Event summary combining transcript, slides, and related documents.

Logotype for Cogstate Limited

H1 2026 earnings summary

1 Jun, 2026

Executive summary

  • Managed 133 clinical trials as of December 31, up 34% year-over-year, with a record 42 new trial starts and strong portfolio expansion and customer diversification.

  • Clinical Trials sales contracts executed reached AUD 41.7M, up 105% year-over-year, with channel partners contributing 70% of opportunities and 62% of executed contracts.

  • Delivered strong revenue growth and operational leverage, positioning for increased CNS market share and expanded market reach.

  • Diversification strategy advanced, with 45% of contracts from mood, sleep, and other neurological conditions, and increased market share from competitors.

  • Principal activities included digital brain health assessments and quality assurance services in clinical trials.

• [WHAT NEEDS TO BE DONE]:
Can you rewrite the earnings summary from the words "H1 2026 earnings" through the words "and customer diversification.", putting "Oversaw" in place of "Managed"? The records have no connection to the earnings summary above.

• [MATERIAL PROVIDED]:

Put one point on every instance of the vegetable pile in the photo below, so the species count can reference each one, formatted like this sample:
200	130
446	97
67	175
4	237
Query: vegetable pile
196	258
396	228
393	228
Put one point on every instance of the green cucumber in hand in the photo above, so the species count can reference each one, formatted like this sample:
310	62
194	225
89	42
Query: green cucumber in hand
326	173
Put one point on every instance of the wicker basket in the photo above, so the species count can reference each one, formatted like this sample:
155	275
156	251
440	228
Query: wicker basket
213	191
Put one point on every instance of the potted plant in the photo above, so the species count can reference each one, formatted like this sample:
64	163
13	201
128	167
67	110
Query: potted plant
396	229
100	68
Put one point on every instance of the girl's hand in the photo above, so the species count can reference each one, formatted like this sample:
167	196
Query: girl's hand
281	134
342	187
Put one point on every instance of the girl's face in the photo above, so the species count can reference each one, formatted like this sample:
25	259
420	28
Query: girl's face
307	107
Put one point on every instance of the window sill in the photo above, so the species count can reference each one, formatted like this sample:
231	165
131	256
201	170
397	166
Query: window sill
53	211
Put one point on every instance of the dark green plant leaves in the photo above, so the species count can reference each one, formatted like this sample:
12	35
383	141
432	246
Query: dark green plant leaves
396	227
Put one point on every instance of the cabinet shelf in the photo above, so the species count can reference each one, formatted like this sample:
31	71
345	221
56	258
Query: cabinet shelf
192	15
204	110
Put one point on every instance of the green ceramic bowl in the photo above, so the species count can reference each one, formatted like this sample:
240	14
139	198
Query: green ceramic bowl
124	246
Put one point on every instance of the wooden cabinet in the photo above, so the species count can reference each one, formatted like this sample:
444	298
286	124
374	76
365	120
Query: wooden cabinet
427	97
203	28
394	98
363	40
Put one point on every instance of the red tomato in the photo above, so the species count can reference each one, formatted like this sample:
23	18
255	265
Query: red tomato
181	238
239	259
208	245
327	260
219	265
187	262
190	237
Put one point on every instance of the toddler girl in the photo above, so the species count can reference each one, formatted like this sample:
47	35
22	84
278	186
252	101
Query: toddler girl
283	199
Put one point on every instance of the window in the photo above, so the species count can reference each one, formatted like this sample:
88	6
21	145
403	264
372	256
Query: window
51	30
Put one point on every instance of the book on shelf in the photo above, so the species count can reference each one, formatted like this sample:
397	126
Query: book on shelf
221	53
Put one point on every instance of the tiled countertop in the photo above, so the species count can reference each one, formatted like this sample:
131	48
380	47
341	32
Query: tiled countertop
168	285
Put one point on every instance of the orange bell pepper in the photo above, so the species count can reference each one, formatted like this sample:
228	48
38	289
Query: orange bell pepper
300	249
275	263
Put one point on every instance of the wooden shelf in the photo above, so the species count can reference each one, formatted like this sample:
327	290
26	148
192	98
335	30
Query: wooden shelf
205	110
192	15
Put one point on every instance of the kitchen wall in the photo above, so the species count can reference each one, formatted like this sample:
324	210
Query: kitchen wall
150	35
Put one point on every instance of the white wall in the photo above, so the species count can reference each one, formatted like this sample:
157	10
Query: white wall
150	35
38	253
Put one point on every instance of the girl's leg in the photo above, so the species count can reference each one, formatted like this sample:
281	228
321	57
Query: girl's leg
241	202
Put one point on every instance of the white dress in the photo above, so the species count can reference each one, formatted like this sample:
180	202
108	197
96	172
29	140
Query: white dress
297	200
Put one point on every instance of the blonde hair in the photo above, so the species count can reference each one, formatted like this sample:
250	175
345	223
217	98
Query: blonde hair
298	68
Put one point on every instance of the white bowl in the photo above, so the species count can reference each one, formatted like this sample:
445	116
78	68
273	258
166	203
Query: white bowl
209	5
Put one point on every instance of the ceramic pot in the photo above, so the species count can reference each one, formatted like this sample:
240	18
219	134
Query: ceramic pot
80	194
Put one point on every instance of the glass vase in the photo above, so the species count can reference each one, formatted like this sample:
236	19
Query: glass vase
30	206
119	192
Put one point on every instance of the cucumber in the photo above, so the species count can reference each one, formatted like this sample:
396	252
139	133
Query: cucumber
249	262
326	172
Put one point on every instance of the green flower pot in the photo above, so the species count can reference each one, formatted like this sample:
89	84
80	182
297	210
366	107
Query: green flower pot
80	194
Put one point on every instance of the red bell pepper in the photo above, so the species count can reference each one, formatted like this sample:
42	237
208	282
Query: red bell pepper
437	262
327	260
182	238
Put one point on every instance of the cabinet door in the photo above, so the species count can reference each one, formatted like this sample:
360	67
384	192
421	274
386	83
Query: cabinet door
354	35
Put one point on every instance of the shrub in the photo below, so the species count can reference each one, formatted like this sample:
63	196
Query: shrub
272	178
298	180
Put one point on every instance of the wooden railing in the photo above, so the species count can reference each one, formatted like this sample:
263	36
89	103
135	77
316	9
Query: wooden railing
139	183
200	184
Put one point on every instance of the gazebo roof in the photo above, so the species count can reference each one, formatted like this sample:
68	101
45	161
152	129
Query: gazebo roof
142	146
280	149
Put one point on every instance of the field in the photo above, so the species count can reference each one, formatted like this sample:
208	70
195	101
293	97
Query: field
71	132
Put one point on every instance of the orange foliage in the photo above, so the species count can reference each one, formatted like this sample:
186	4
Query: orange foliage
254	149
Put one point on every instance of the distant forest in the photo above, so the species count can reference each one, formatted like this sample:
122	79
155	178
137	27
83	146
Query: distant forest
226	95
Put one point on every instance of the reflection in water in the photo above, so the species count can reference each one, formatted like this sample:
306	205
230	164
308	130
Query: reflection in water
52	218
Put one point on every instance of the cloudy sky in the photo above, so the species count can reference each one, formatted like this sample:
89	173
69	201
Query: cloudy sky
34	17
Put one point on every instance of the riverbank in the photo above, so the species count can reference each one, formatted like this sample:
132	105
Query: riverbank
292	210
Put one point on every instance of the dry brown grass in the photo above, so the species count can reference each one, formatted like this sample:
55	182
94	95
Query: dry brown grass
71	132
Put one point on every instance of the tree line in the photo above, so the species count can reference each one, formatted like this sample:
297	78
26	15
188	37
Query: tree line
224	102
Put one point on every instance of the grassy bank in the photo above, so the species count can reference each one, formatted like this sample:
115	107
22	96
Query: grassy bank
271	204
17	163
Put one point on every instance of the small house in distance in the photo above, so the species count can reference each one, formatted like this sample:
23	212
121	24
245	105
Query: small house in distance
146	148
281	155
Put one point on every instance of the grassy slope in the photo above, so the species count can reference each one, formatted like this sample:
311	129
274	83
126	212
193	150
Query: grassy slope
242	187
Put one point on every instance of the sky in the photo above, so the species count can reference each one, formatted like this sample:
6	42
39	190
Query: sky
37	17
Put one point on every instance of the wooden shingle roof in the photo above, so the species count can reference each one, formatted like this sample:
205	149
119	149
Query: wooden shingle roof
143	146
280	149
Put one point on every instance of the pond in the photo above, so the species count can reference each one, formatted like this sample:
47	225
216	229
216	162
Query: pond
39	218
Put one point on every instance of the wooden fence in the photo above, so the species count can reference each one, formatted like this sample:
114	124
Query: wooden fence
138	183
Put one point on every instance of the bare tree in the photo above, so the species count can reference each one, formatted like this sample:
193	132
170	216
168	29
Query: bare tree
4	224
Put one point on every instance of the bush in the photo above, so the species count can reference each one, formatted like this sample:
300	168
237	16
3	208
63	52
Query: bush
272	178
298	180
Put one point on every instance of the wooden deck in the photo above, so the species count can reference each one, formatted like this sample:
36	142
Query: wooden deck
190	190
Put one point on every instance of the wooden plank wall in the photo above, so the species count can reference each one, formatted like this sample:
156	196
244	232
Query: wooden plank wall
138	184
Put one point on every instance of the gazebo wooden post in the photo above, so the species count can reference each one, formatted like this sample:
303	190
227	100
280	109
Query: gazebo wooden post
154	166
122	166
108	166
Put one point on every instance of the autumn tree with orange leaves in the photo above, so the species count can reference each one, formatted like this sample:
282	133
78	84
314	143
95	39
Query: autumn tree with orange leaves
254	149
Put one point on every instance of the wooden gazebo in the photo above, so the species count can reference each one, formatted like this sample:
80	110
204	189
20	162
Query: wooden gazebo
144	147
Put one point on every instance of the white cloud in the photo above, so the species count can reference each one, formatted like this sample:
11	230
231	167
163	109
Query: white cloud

--

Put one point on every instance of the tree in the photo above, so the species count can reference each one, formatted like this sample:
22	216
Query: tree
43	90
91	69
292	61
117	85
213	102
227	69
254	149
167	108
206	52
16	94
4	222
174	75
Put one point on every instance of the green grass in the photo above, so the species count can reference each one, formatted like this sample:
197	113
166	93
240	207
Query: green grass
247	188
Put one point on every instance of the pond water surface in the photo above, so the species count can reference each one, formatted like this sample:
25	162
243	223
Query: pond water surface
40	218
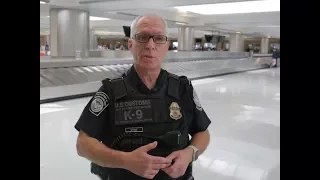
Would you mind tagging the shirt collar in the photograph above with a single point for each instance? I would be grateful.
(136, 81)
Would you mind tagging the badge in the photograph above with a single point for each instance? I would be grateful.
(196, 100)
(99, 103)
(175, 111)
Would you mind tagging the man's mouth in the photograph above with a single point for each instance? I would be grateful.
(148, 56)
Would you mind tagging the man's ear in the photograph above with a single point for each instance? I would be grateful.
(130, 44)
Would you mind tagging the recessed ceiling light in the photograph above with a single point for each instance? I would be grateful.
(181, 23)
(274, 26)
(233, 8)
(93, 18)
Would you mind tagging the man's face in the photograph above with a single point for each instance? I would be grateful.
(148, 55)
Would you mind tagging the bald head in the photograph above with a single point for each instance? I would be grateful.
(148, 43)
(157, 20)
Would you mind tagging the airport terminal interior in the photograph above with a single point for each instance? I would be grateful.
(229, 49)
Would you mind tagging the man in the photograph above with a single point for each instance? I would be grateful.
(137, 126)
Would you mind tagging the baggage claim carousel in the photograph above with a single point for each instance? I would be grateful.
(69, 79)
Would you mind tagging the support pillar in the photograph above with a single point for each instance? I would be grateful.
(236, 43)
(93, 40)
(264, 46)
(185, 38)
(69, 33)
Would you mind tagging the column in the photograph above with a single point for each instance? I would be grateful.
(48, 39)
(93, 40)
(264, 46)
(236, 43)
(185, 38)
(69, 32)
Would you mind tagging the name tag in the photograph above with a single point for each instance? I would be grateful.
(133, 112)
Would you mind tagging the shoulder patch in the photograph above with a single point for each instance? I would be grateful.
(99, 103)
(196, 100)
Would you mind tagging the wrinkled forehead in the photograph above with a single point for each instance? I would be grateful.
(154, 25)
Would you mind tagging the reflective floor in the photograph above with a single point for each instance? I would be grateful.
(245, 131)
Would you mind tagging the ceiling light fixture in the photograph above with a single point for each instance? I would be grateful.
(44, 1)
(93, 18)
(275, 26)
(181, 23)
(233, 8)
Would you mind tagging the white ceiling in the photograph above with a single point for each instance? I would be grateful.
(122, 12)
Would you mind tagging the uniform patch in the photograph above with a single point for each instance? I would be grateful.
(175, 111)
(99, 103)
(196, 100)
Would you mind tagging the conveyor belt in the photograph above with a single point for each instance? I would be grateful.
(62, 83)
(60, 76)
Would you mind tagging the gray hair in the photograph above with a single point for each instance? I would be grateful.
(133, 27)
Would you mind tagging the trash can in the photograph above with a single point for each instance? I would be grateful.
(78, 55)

• [PROBLEM SOLUTION]:
H1 2026 earnings summary

1 Jun, 2026

Executive summary

  • Oversaw 133 clinical trials as of December 31, up 34% year-over-year, with a record 42 new trial starts and strong portfolio expansion and customer diversification.